4. Food. Not only did mom love to eat, she loved to cook and she was even better at that than she was gardening. Anyone who ever ate at our house (including all my friends and my brothers) always raved about her cooking. She never ever made anything from a mix. Never. Every night the table was laden with a meat, vegetables and home made biscuits. Cakes. Pies. Cookies. It was all wonderful. I still have all of her recipes and from time to time I get them out and read them even though I know most of them by heart. Her kitchen always smelled delicious and she always had extra food for anyone who dropped in, no matter what time of the day it was. She was queen of the kitchen and although my grandmother and aunts were all good cooks, none of them could hold a candle to mom.

5. Family. One of the hardest things about loosing someone you love who is so close to you is that every baby that is born, every holiday, every wedding, every birthday and graduation that occurs after their death, reminds you that they aren’t with you. My mother didn’t live to see my twins born or any of my brother’s children. I hate it because I know how much she would have loved them and I hate it because the only way they will ever know her is through pictures and stories of the past. One of the most poignant moments of her illness happened one night when our second son was about two and a half years old. Justin, our son, was crying and fussy. It was bedtime and he needed to go to sleep. Mom was there and ask if she could rock him. By that time she was weak but still able to do a few things. She took him in the bedroom and I could hear her singing softly to him. I waited a few minutes until all was quiet and went to check on them. I knew she couldn’t lift him into his bed so I was going to take him from her and put him to bed but when I got there she motioned for me to leave them alone. They were sitting in the semi-darkness and I could see she was crying. I backed out of the room and tried unsuccessfully to swallow the lump in my throat. She wasn’t just rocking him to sleep, she was saying goodbye to him. It’s one of those scenes that stays frozen in your mind for as long as you live.
##########
▸ Instructions to follow
In the text about the writer's mother, what is the name of the son she rocked to sleep during her illness? The material after this sentence is unrelated to the text.

▸ Listed records
##########
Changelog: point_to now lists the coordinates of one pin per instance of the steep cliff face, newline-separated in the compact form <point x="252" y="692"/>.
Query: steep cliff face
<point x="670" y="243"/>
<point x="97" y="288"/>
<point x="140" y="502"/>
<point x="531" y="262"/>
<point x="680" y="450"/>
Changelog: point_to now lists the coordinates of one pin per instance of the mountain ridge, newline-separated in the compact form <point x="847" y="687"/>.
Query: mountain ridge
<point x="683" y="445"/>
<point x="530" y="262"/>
##########
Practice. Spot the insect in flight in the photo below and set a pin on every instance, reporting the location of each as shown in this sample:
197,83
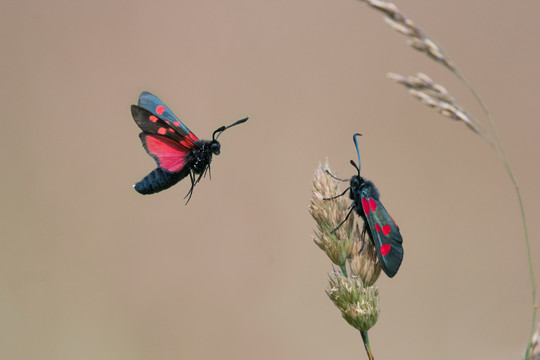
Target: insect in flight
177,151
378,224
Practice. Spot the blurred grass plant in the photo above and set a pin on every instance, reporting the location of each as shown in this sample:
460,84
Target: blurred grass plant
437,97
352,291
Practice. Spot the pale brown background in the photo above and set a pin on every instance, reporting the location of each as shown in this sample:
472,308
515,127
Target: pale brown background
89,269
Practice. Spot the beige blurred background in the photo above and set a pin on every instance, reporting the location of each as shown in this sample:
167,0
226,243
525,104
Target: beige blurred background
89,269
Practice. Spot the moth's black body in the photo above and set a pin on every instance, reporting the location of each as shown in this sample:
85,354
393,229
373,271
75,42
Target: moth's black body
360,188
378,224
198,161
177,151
##########
▸ Result below
Justin